-- Records to use start --
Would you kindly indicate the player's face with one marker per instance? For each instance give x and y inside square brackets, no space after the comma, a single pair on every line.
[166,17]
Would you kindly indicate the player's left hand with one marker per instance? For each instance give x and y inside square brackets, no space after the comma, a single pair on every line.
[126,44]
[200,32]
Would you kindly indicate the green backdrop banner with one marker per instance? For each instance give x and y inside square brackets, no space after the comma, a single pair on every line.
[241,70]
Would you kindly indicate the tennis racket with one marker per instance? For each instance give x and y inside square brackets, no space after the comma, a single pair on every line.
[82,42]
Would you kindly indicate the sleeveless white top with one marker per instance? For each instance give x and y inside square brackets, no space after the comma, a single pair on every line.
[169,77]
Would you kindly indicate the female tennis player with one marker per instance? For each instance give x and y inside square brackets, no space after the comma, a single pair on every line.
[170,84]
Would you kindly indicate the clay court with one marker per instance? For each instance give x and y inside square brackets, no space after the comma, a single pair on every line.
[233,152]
-- Records to use end --
-- Records to use start --
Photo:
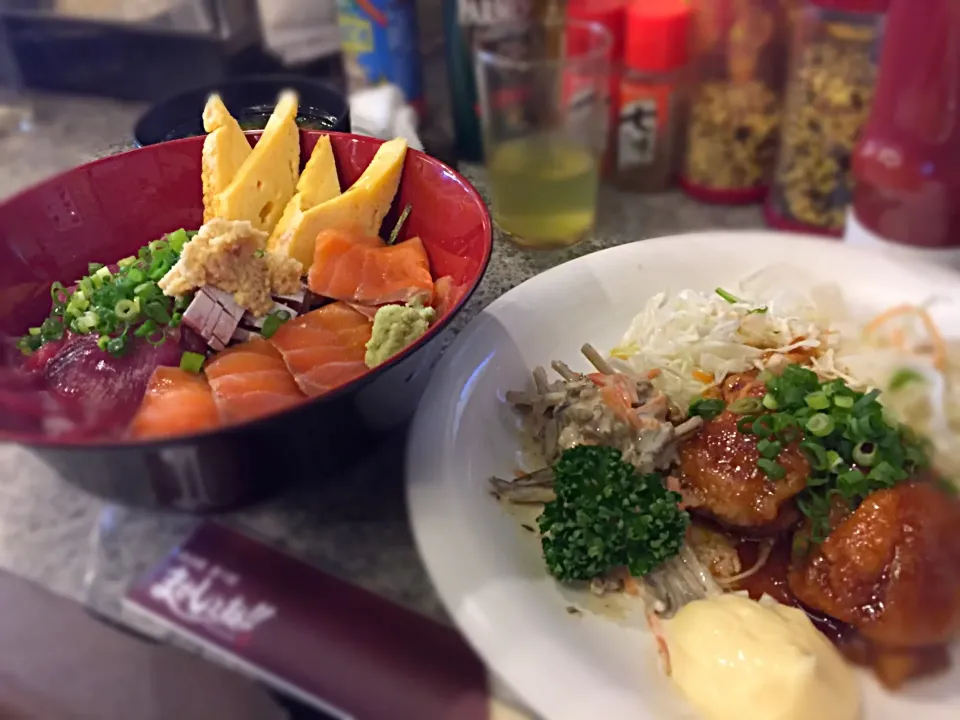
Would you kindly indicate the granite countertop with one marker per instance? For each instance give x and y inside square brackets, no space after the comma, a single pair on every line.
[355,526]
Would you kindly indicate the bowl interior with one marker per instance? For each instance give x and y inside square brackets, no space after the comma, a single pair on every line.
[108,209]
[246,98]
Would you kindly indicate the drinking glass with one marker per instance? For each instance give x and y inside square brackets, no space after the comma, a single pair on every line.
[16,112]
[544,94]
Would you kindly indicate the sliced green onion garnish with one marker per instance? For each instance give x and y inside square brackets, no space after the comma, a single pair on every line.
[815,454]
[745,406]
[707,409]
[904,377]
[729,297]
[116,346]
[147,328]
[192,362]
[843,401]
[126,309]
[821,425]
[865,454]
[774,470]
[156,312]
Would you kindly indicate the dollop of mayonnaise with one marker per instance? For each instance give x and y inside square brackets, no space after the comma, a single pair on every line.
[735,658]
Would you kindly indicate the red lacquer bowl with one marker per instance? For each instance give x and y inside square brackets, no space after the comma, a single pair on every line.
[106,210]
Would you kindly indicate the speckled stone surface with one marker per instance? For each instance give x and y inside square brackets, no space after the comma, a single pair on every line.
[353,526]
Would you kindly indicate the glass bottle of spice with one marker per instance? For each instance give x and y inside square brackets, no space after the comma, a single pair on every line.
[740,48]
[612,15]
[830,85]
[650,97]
-- Records to use end --
Exercise prompt:
Return each line from the entries above that contains the word "player".

Response to this task:
Would you kindly indicate the player's face with one marker per instance? For each instance give x and y inside square brackets, no space after the comma, a single pair on every line.
Would you kindly indicate the player's left hand with one marker per instance? For each instance give x and y inside square brackets, no space after the comma, a single pair on every line.
Would you kindly indicate the female tennis player with one marker per instance? For each instance give x and y inside square brackets, no space after the comma, a single pair on every line.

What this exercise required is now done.